Assignment:
Reproduce what is written in the records below exactly, and leave out the images.

Saved entries
##########

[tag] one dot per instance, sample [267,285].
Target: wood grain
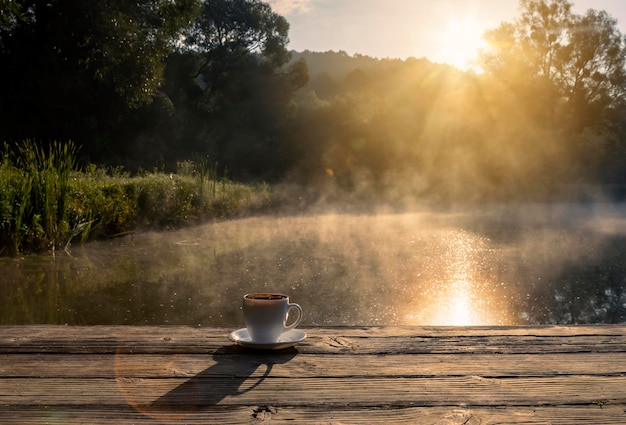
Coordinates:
[448,375]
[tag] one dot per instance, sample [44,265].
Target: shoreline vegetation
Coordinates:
[49,202]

##########

Solution to the problem:
[tag] one dot per instance, sample [267,285].
Target: wood grain
Coordinates:
[448,375]
[tag] one dot per instance, sample [44,265].
Target: shoreline vegetation
Coordinates:
[49,202]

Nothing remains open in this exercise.